Your task is to output all the records below, word for word.

(Beginning of Records for processing)

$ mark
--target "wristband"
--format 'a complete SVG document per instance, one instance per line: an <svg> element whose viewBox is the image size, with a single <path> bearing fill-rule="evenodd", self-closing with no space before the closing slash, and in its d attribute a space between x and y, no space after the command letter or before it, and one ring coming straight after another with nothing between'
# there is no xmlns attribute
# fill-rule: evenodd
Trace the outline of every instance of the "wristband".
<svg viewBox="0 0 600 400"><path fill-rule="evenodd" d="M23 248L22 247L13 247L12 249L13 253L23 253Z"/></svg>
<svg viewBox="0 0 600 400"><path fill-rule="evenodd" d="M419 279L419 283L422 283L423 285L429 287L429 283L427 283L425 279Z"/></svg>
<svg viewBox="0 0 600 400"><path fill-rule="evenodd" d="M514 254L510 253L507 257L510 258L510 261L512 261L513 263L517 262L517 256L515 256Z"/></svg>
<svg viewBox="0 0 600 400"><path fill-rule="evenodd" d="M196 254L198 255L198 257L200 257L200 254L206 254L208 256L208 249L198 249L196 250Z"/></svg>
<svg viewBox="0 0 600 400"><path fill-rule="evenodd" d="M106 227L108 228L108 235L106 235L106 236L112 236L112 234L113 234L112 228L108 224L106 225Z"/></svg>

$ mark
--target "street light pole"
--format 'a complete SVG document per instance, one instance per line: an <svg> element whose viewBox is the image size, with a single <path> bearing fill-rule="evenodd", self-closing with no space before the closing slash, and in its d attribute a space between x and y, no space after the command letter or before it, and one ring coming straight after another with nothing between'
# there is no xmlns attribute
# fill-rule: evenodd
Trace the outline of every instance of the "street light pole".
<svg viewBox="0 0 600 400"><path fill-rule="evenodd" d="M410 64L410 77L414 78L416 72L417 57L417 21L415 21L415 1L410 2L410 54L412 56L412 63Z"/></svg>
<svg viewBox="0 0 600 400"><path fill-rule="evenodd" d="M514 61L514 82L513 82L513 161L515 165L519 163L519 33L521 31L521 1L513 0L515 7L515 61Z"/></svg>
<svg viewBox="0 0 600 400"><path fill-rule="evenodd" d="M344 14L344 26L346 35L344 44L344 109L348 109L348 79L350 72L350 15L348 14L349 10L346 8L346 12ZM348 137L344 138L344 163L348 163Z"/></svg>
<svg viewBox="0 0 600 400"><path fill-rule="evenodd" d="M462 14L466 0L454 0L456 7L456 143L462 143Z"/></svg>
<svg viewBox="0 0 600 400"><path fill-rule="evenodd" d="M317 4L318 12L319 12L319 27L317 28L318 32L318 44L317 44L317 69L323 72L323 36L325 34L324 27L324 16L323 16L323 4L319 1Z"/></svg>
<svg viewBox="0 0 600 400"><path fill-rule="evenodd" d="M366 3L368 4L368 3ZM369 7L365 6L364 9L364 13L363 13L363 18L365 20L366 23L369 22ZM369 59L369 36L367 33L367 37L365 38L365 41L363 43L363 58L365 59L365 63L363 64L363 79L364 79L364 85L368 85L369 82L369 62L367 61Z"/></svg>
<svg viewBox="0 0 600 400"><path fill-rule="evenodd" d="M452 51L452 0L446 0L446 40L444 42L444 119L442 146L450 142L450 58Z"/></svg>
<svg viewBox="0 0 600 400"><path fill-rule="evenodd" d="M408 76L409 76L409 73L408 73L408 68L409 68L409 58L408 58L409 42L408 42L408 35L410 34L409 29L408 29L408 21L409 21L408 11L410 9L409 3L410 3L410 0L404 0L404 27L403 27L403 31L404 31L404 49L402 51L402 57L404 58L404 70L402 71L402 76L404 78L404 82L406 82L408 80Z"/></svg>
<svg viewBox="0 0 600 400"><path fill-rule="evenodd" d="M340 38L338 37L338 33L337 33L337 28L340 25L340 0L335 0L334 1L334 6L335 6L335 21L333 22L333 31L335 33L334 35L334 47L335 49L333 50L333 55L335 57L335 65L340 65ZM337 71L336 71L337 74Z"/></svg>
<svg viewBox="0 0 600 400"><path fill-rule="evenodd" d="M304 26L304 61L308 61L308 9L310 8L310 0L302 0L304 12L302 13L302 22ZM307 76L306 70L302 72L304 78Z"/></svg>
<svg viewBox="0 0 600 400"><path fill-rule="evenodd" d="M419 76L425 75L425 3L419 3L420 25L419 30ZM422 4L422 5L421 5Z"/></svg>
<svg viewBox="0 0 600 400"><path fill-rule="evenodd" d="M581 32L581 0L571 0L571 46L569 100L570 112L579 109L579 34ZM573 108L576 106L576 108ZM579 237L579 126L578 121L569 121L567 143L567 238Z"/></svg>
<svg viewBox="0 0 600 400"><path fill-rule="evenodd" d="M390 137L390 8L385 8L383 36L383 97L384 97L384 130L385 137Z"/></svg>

(End of Records for processing)

• **Your response**
$ mark
--target "wristband"
--format 'a complete SVG document per instance, one instance per line: an <svg> element whose viewBox is the image size, with a single <path> bearing fill-rule="evenodd", self-closing with no space before the closing slash, and in its d attribute a space between x and y, no space after the command letter or before it, and one ring coming straight after another with nothing between'
# there is no xmlns attribute
# fill-rule: evenodd
Trace the outline of every instance of the "wristband".
<svg viewBox="0 0 600 400"><path fill-rule="evenodd" d="M23 248L22 247L13 247L12 249L13 253L23 253Z"/></svg>
<svg viewBox="0 0 600 400"><path fill-rule="evenodd" d="M419 279L419 283L422 283L423 285L429 287L429 283L427 283L425 279Z"/></svg>
<svg viewBox="0 0 600 400"><path fill-rule="evenodd" d="M514 254L510 253L507 257L510 258L510 261L512 261L513 263L517 262L517 256L515 256Z"/></svg>
<svg viewBox="0 0 600 400"><path fill-rule="evenodd" d="M196 254L198 255L198 257L200 257L200 254L206 254L208 256L208 249L198 249L196 250Z"/></svg>
<svg viewBox="0 0 600 400"><path fill-rule="evenodd" d="M106 227L108 228L108 235L106 235L106 236L112 236L112 234L113 234L112 228L108 224L106 225Z"/></svg>

$ mark
--target "street light pole"
--format 'a complete SVG document per instance, one instance per line: an <svg> element whose viewBox is the image size, with a single <path> bearing fill-rule="evenodd", self-closing with no space before the closing slash, and in its d attribute a space between x and y, no space after the command letter or before it, and one ring coming straight after another with nothing between'
# there is no xmlns attribute
# fill-rule: evenodd
Trace the outline of every instance of the "street light pole".
<svg viewBox="0 0 600 400"><path fill-rule="evenodd" d="M410 64L410 77L414 78L416 72L417 57L417 21L415 21L415 1L410 2L410 54L412 56L412 63Z"/></svg>
<svg viewBox="0 0 600 400"><path fill-rule="evenodd" d="M514 61L514 82L513 82L513 161L515 165L519 163L519 33L521 31L521 1L513 0L515 7L515 61Z"/></svg>
<svg viewBox="0 0 600 400"><path fill-rule="evenodd" d="M344 14L344 26L346 35L344 44L344 109L348 109L348 79L350 72L350 15L348 14L349 10L346 8L346 12ZM348 137L344 138L344 163L348 163Z"/></svg>
<svg viewBox="0 0 600 400"><path fill-rule="evenodd" d="M462 14L466 0L454 0L456 7L456 143L462 143Z"/></svg>
<svg viewBox="0 0 600 400"><path fill-rule="evenodd" d="M317 4L318 12L319 12L319 27L317 28L318 32L318 44L317 44L317 69L323 72L323 36L325 34L324 27L324 16L323 16L323 4L319 1Z"/></svg>
<svg viewBox="0 0 600 400"><path fill-rule="evenodd" d="M366 3L368 4L368 3ZM369 7L365 6L364 9L364 13L363 13L363 18L365 20L366 23L369 22ZM369 59L369 36L367 33L367 37L365 38L365 41L363 43L363 58L365 59L365 63L363 64L363 79L364 79L364 85L368 85L369 82L369 62L367 61Z"/></svg>
<svg viewBox="0 0 600 400"><path fill-rule="evenodd" d="M452 51L452 0L446 0L446 40L444 42L444 119L442 146L450 142L450 58Z"/></svg>
<svg viewBox="0 0 600 400"><path fill-rule="evenodd" d="M408 76L409 76L409 73L408 73L408 68L409 68L409 58L408 58L409 42L408 42L408 35L410 34L409 29L408 29L408 21L409 21L408 11L410 9L409 3L410 3L410 0L404 0L404 27L403 27L403 31L404 31L404 49L402 51L402 57L404 58L404 70L402 71L402 76L404 78L404 82L406 82L408 80Z"/></svg>
<svg viewBox="0 0 600 400"><path fill-rule="evenodd" d="M340 38L338 37L338 33L337 33L337 28L340 25L340 0L335 0L334 1L334 6L335 6L335 21L333 22L333 31L335 33L334 35L334 47L335 49L333 50L333 55L335 57L335 65L340 65ZM337 71L336 71L337 74Z"/></svg>
<svg viewBox="0 0 600 400"><path fill-rule="evenodd" d="M304 26L304 61L308 61L308 9L310 8L310 0L302 0L304 12L302 13L302 22ZM307 76L306 70L302 72L304 78Z"/></svg>
<svg viewBox="0 0 600 400"><path fill-rule="evenodd" d="M419 76L425 75L425 3L419 3L420 25L419 30ZM422 4L422 5L421 5Z"/></svg>
<svg viewBox="0 0 600 400"><path fill-rule="evenodd" d="M581 32L581 0L571 0L571 46L569 100L570 112L579 109L579 34ZM573 108L576 106L576 108ZM579 237L579 126L578 121L569 121L567 143L567 238Z"/></svg>
<svg viewBox="0 0 600 400"><path fill-rule="evenodd" d="M390 137L390 8L385 8L383 36L383 97L384 97L384 130L385 137Z"/></svg>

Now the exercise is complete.